#### Your task
Repeat the material from the line containing "In this photo, where can the white headstone" through the end of the material, switching "headstone" to "grave marker" and leaving everything else as it is.

Entries from a dataset
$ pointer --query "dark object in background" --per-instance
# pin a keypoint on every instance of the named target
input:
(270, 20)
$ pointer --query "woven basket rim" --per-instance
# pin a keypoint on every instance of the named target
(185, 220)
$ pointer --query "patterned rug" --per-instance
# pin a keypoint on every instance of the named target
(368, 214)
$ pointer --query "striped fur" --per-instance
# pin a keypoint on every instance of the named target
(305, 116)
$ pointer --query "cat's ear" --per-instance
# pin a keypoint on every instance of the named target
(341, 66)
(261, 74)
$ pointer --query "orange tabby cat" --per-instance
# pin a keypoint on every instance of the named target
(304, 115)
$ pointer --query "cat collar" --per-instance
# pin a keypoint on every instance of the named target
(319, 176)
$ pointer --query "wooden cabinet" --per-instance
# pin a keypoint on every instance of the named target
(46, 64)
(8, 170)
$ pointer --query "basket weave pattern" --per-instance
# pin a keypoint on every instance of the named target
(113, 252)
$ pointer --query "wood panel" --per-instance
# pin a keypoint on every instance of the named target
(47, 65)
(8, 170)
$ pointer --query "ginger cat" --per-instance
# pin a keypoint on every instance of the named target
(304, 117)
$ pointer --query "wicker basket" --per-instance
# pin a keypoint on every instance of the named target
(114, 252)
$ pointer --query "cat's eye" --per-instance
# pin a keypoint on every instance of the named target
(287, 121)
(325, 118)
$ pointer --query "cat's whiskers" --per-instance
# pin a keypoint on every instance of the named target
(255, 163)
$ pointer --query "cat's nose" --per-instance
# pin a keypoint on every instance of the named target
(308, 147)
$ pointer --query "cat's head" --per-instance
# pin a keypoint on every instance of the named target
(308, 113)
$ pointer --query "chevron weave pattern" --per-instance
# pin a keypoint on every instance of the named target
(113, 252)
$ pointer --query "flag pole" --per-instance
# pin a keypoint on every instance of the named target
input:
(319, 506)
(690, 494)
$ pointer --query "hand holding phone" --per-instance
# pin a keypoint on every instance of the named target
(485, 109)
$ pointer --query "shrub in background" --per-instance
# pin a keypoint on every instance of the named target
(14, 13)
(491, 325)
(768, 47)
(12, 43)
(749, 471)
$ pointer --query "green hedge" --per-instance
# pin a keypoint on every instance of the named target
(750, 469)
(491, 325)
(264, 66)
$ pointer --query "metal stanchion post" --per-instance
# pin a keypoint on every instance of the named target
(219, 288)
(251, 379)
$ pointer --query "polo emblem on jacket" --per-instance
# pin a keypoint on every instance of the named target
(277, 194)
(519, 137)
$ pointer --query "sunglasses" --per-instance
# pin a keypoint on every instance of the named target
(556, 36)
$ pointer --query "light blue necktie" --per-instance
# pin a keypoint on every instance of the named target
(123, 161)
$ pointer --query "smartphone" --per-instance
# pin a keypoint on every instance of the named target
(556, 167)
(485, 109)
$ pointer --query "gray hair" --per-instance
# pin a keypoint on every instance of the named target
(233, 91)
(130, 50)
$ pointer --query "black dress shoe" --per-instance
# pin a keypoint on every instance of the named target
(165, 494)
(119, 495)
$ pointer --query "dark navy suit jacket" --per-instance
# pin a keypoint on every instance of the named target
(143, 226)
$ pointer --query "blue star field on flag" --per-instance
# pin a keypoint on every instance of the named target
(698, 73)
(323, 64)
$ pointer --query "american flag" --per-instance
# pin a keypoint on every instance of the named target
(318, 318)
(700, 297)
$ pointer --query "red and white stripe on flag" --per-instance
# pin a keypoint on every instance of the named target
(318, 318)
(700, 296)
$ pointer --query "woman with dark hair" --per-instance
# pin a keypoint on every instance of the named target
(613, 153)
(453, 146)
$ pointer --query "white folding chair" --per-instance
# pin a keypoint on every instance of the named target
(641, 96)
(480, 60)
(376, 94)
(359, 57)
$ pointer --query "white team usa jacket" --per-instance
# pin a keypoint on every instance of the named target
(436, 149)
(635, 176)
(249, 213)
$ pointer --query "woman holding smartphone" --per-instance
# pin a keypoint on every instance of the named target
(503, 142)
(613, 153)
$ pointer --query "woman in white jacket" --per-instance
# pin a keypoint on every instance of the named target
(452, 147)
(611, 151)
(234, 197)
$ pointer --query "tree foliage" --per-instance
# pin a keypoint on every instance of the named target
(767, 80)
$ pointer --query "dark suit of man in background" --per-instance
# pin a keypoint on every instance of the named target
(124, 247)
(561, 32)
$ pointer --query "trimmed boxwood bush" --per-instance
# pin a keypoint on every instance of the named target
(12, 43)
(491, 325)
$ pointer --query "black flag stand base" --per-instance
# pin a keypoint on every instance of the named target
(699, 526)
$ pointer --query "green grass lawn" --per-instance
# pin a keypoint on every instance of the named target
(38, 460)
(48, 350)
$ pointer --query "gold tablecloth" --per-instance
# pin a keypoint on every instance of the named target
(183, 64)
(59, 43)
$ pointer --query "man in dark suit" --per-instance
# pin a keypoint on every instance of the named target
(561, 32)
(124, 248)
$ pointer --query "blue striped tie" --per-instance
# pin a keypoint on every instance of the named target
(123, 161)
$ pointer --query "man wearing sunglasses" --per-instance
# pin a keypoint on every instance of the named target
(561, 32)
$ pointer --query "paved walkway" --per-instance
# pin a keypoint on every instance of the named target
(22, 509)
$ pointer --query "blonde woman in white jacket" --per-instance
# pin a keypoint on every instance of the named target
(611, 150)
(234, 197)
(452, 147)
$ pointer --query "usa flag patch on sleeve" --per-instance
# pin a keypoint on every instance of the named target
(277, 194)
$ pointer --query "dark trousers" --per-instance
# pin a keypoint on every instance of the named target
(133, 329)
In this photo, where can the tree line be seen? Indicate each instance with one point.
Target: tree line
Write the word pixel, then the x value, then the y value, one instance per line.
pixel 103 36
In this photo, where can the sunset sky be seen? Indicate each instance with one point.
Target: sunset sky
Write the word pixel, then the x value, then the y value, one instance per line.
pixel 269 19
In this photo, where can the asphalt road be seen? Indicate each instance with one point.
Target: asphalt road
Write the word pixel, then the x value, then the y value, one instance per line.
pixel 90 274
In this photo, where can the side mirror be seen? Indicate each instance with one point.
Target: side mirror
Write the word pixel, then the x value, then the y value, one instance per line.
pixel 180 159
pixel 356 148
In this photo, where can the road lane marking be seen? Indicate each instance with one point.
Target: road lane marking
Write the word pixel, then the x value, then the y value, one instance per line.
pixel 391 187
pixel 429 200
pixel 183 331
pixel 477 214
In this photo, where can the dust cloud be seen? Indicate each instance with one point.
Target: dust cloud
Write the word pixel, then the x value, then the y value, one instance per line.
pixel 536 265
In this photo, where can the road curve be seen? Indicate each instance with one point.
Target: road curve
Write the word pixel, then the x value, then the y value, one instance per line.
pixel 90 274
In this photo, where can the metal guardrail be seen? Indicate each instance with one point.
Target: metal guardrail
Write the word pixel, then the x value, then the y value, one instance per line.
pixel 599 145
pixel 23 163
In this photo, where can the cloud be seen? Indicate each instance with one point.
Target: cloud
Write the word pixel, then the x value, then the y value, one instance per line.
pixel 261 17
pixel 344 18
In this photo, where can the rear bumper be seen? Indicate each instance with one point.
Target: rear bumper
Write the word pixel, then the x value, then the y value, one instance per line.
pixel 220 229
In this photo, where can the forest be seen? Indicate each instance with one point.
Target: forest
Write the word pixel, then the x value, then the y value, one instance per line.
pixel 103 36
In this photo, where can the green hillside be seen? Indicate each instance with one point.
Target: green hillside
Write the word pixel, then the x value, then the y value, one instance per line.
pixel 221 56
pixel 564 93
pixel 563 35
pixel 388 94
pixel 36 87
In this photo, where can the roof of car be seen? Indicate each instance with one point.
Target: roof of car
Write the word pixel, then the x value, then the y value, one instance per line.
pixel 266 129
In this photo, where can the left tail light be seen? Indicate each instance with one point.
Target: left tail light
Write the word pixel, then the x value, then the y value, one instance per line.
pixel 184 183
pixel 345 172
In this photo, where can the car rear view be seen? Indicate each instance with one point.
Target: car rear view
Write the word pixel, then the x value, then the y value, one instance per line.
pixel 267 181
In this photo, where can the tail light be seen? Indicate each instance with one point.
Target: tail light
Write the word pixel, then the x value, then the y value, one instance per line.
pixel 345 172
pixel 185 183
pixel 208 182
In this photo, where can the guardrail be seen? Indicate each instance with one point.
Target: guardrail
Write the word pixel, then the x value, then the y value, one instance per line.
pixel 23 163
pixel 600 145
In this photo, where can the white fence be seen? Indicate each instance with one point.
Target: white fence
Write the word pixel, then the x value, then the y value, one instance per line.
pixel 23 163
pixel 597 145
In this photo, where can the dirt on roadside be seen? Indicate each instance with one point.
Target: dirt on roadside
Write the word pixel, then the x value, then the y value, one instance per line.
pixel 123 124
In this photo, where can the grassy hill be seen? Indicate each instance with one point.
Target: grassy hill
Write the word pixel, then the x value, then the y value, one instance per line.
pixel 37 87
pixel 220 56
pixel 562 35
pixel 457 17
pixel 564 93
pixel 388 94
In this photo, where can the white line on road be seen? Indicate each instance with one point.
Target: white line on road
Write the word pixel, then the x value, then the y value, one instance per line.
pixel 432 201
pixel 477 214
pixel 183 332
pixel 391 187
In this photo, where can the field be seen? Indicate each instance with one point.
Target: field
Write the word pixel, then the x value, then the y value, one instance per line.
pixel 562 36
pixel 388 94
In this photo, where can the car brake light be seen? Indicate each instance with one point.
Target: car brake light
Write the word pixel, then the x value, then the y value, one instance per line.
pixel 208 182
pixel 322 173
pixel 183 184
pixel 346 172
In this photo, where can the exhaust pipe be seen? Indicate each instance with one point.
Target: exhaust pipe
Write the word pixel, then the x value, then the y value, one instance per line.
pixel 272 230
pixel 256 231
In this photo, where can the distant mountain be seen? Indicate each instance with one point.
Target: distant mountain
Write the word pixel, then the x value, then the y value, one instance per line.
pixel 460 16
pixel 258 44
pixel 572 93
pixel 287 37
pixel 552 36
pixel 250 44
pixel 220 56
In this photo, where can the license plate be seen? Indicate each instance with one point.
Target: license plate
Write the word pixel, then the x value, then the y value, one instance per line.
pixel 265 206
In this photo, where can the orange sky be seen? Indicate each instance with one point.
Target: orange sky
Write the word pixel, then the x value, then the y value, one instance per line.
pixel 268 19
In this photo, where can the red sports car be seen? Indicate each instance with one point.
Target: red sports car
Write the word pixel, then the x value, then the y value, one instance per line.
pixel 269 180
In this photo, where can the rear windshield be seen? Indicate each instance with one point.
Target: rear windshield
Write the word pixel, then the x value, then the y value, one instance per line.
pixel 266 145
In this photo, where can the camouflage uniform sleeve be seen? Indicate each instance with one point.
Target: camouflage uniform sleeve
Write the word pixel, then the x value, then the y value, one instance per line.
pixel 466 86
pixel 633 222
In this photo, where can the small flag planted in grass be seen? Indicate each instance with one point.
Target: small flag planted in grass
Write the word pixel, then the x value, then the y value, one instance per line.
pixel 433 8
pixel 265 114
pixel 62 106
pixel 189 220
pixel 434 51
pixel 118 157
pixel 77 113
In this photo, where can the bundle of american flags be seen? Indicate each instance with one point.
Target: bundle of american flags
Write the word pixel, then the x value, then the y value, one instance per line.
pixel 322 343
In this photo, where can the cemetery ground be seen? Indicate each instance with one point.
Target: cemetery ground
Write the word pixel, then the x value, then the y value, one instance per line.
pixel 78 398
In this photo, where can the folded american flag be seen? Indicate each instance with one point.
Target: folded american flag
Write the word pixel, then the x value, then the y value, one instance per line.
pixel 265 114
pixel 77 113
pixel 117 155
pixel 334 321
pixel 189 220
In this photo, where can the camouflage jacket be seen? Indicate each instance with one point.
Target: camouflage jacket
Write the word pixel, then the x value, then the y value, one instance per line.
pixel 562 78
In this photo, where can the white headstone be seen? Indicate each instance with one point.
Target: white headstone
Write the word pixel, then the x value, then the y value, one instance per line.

#### Written solution
In this photo, where can the white grave marker be seen? Indicate each instance with one point.
Target: white grave marker
Write the word pixel, then the x value, then the y value, one instance per line.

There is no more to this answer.